━━ Text section ━━

The only real experience I've had with MUDs is Relams of Despair, which wasn't all that interesting but remains popular nonetheless. In a way, a MUD is just a text-only Massive Multiplayer Roleplaying Game. You get the serious players, the power gamers, and the clueless idiots like me who can't type TIE SHOE correctly. After wandering around for 15 minutes or so I closed it for good, not understanding what my friends saw in it. But it wasn't until Star Wars Galaxies that I appreciated the MMORPG genre anyways, so MUDs or any online roleplaying game wasn't my type. I was always more of a pen-and-paper kind of roleplayer. Give me dice or give me death!

━━━

### Activity A
Answer these from the passage on MUDs, one line each:
(i) For about how long did the writer wander around before closing the MUD?
(ii) Which game first gave the writer an appreciation of the MMORPG genre?
(iii) What kind of roleplayer does the writer say they always were?
### Activity B
List every type of player that the passage on MUDs says you get.
### Activity C
Write a continuation of the passage on MUDs that follows its final sentence.

━━ Records supplied ━━

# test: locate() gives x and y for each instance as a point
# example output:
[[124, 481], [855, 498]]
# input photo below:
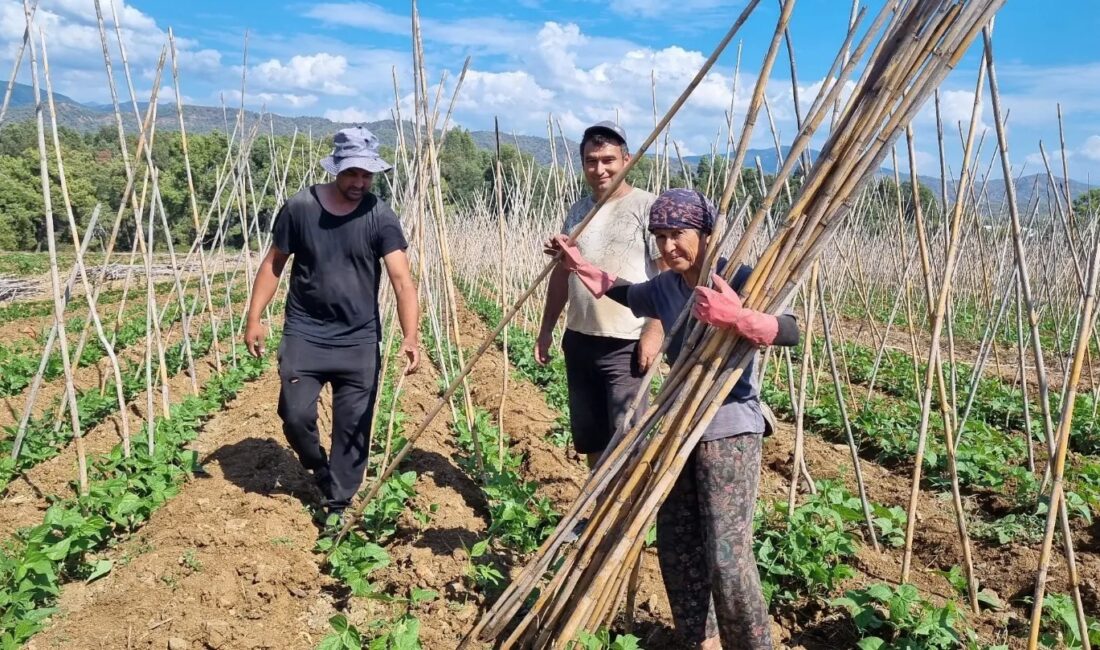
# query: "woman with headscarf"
[[704, 528]]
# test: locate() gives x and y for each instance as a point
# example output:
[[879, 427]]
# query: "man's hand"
[[542, 344], [410, 348], [649, 346], [255, 333]]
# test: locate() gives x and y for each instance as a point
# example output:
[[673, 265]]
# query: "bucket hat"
[[354, 147]]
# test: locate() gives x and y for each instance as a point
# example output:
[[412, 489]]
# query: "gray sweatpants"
[[304, 368]]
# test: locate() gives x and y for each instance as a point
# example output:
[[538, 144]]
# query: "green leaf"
[[479, 549]]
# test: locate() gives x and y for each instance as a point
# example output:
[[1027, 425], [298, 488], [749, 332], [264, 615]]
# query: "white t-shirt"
[[616, 240]]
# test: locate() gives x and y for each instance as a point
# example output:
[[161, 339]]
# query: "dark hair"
[[600, 139]]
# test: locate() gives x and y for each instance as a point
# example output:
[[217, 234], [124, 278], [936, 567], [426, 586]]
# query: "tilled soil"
[[29, 495], [229, 562]]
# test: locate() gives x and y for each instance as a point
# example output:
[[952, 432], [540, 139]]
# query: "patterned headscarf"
[[682, 209]]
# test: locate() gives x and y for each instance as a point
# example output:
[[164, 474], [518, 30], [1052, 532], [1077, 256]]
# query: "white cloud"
[[322, 73], [354, 114], [651, 9], [1091, 147], [75, 50]]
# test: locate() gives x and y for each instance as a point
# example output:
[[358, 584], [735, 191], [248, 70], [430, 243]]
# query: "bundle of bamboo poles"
[[919, 43]]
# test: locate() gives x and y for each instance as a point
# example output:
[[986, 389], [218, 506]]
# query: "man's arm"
[[557, 296], [652, 332], [263, 290], [408, 308]]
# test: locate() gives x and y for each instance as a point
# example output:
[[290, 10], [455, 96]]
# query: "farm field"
[[932, 482]]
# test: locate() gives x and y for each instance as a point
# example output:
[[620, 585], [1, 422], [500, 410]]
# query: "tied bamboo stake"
[[108, 348], [1057, 460], [52, 245], [498, 176], [639, 472], [616, 182]]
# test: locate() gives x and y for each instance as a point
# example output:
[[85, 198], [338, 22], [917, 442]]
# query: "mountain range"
[[205, 119]]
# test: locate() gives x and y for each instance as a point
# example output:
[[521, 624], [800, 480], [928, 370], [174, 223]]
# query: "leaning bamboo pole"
[[506, 318], [52, 245], [934, 375], [800, 404], [634, 476], [81, 272], [1057, 451]]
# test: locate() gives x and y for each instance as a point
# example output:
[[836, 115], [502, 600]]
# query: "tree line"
[[96, 175]]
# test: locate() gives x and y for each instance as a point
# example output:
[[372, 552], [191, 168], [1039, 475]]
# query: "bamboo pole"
[[54, 278], [81, 272], [506, 318]]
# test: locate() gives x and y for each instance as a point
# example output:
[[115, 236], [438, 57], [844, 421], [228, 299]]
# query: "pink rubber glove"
[[723, 308], [595, 279]]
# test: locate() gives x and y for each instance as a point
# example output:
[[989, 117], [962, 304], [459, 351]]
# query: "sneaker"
[[333, 520]]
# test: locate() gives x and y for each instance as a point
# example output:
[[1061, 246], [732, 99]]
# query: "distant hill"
[[769, 160], [205, 119], [23, 95]]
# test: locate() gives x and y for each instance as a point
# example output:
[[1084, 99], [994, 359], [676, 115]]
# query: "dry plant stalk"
[[916, 50]]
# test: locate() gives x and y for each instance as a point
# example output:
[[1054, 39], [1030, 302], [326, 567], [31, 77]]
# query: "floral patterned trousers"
[[704, 543]]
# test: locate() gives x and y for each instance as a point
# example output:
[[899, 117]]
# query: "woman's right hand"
[[255, 333]]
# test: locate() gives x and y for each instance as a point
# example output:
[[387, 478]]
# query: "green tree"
[[462, 166], [1087, 206]]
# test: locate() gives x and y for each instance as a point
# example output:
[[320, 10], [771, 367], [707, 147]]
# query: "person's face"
[[681, 249], [601, 164], [352, 184]]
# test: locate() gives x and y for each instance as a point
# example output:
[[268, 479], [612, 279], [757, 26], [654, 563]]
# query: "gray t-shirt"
[[617, 242], [664, 297]]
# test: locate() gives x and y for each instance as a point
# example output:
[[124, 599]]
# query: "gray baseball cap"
[[354, 147], [607, 128]]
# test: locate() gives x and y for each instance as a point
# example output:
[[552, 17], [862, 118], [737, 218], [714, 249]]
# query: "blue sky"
[[578, 61]]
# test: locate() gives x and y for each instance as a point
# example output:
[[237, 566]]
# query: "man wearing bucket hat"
[[339, 233], [607, 350], [704, 528]]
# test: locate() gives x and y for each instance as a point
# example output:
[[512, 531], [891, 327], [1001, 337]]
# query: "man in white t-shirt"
[[607, 349]]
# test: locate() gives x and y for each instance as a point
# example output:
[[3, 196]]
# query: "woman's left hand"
[[718, 308]]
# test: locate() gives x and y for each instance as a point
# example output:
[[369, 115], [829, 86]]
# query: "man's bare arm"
[[263, 290], [557, 296], [408, 308]]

━━━

### Task result A
(i) 15 minutes or so
(ii) Star Wars Galaxies
(iii) A pen-and-paper kind of roleplayer

### Task result B
- The serious players
- The power gamers
- The clueless idiots who can't type TIE SHOE correctly

### Task result C
On the subject of chatbots, sometimes they can go awry. A prime example is of a learning chatbot, Nicole, got sabatoged by the forum members of Something Awful and now Nicole's responses, besides forum in-jokes and singing Queen and Andrew W.K., involve insults and ethnic slurs. It's fun to see how quickly you can teach a program if you have hundreds of people hammering it nonstop.
Dealing with the chatbots that people assumed were real people, the world of psychology is pretty simple. One could make a bot for every type of thinking and responses. Looking back at the text adventures, didn't they do the same thing at times frustrating people and generating an emotional response out of simple base words?